+++ PAGE EXTRACT

In [1]:
import pandas as pd
import requests as req
import bs4

# Web scraper for Indeed Web page

## Creating headers

In [2]:
url = 'https://cr.indeed.com/jobs?q=Developer&l=Costa+Rica'
base_link = 'https://cr.indeed.com'
user_agent = 'Mozilla/5.0 (Windows NT 10.0; Win64; x64) AppleWebKit/537.36 (KHTML, like Gecko) Chrome/75.0.3770.142 Safari/537.36'
headers = {
    'User-Agent': user_agent,
}

## Using requests library

In [3]:
response = req.get(url, headers=headers)
response.ok #200

True

## Creating and BeautifulSoup object base on response obj

In [4]:
jobs_soup = bs4.BeautifulSoup(response.text, 'html.parser')

++++++

_TO DO_:
1 - Could you set down, word for word, the stretch of the listing from the line containing "Target: large petrified log" through the listing's final line?
2 - Can you resume the Indeed job scraper notebook from its last line?

+++ SUPPLIED MATERIAL

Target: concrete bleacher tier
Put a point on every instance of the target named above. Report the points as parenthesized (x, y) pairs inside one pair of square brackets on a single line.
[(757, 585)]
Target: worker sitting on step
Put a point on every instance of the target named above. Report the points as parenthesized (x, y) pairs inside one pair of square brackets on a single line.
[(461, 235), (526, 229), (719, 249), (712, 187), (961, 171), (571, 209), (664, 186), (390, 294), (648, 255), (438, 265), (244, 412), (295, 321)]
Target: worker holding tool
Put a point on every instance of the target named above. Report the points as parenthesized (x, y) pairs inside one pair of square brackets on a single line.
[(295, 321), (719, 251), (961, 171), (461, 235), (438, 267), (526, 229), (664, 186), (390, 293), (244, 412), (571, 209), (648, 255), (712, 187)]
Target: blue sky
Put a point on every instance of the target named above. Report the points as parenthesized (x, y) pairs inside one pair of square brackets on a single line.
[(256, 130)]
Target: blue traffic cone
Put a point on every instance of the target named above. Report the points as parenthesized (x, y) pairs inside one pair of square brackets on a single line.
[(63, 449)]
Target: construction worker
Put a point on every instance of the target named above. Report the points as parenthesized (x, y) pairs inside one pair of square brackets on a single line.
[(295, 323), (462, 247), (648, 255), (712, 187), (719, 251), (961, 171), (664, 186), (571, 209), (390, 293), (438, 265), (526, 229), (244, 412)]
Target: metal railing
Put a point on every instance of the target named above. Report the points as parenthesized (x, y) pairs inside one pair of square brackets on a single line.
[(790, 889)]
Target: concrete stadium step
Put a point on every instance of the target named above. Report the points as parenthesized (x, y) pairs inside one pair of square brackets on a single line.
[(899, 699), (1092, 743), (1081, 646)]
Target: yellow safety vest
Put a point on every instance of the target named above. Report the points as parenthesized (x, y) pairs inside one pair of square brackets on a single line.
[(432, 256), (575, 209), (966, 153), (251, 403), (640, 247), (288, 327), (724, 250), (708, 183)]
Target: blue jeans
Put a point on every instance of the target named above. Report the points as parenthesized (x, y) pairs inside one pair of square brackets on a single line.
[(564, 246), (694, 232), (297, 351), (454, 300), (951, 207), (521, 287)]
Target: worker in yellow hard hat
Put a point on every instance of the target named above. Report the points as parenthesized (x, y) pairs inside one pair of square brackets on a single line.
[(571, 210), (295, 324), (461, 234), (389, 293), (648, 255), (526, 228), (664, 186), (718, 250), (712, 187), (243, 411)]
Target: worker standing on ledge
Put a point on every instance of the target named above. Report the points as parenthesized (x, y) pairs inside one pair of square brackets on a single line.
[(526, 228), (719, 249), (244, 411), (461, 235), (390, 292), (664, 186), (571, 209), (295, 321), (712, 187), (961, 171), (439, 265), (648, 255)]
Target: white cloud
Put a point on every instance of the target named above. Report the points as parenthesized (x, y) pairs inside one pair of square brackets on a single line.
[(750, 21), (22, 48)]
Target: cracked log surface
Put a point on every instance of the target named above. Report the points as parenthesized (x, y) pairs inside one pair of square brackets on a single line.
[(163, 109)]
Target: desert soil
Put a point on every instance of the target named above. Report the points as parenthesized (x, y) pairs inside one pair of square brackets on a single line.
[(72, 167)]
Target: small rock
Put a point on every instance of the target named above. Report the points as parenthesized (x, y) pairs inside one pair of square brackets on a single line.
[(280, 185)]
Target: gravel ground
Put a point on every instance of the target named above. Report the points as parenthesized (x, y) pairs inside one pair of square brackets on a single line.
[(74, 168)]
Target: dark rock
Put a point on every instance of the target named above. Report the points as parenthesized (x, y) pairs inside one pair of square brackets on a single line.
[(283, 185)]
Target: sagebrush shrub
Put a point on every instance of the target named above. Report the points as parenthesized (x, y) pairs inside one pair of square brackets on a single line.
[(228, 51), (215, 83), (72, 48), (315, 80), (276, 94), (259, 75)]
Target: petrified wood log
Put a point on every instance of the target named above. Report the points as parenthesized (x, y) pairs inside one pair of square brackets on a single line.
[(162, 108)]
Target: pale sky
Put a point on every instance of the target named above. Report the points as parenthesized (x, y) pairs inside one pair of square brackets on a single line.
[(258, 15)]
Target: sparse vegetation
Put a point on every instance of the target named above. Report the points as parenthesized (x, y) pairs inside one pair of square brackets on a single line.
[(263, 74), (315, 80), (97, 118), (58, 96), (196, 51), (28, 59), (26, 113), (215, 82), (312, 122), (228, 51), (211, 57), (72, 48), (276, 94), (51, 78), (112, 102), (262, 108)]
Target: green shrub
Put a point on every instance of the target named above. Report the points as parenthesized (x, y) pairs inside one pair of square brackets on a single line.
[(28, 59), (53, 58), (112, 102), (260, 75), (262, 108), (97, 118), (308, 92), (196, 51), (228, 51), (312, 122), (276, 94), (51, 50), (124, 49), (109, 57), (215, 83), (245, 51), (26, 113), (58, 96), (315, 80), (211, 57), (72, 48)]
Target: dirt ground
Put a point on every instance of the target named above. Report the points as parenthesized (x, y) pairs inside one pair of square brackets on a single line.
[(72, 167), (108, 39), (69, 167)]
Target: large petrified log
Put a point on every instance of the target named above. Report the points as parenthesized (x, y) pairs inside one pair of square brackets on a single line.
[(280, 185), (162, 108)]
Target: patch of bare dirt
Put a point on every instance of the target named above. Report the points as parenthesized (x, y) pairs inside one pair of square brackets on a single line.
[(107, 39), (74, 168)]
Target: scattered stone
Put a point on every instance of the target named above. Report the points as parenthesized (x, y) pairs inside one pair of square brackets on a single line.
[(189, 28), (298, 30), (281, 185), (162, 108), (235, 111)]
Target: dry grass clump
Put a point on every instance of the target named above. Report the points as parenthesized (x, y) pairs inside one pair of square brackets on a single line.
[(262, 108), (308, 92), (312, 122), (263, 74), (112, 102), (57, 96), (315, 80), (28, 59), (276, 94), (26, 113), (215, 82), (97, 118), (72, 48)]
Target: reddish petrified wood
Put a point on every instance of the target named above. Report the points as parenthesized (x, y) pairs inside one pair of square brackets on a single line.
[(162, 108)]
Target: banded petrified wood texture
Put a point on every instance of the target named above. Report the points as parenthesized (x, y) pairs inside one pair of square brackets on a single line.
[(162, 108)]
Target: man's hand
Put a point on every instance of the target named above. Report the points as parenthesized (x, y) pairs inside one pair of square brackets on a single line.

++++++

_THE REPLIES_:
1 -
Target: large petrified log
Put a point on every instance of the target named above. Report the points as parenthesized (x, y) pairs inside one pair of square brackets on a single line.
[(280, 185), (162, 108)]
Target: patch of bare dirt
Put a point on every instance of the target named above. Report the points as parenthesized (x, y) pairs inside one pair of square brackets on a single line.
[(107, 39), (74, 168)]
Target: scattered stone
Put a point on every instance of the target named above. Report the points as parenthesized (x, y) pairs inside one pair of square brackets on a single line.
[(189, 28), (298, 30), (281, 185), (162, 108), (235, 111)]
Target: dry grass clump
Put a point on every instance of the target named above. Report the points as parenthesized (x, y) pairs inside one pair of square brackets on a single line.
[(262, 108), (308, 92), (312, 122), (263, 74), (112, 102), (57, 96), (315, 80), (28, 59), (276, 94), (26, 113), (215, 82), (97, 118), (72, 48)]
Target: reddish petrified wood
Put a point on every instance of the target named above. Report the points as parenthesized (x, y) pairs inside one pair of square brackets on a single line.
[(162, 108)]
Target: banded petrified wood texture
Put a point on every instance of the target named above. Report the points as parenthesized (x, y) pairs inside one pair of square brackets on a single line.
[(162, 108)]
Target: man's hand
Put a point on every instance of the target named above. Report the points as parenthesized (x, y) pairs inside one pair of square brackets on a single line.

2 -
In [5]:
response.text[:400]

'<!DOCTYPE html>\n<html lang="es" dir="ltr">\n<head>\n<meta http-equiv="content-type" content="text/html;charset=UTF-8">\n<script type="text/javascript">\n\n(function ( tk ) { if ( tk && document.images ) { var s="/", q="?", a="&", e="="; (new Image()).src = s+"rpc"+s+"log"+q+"a"+e+"jslat"+a+"tk"+e+tk; } })(\'1dhkgdpl926qb003\');\n</script>\n<script type="text/javascript" src="/s/872b482/es_CR.js"></script>\n'

## Job selector

In [6]:
jobs_soup.select('.jobsearch-SerpJobCard')[0].select('.title')[0].select('.jobtitle')[0].text.strip()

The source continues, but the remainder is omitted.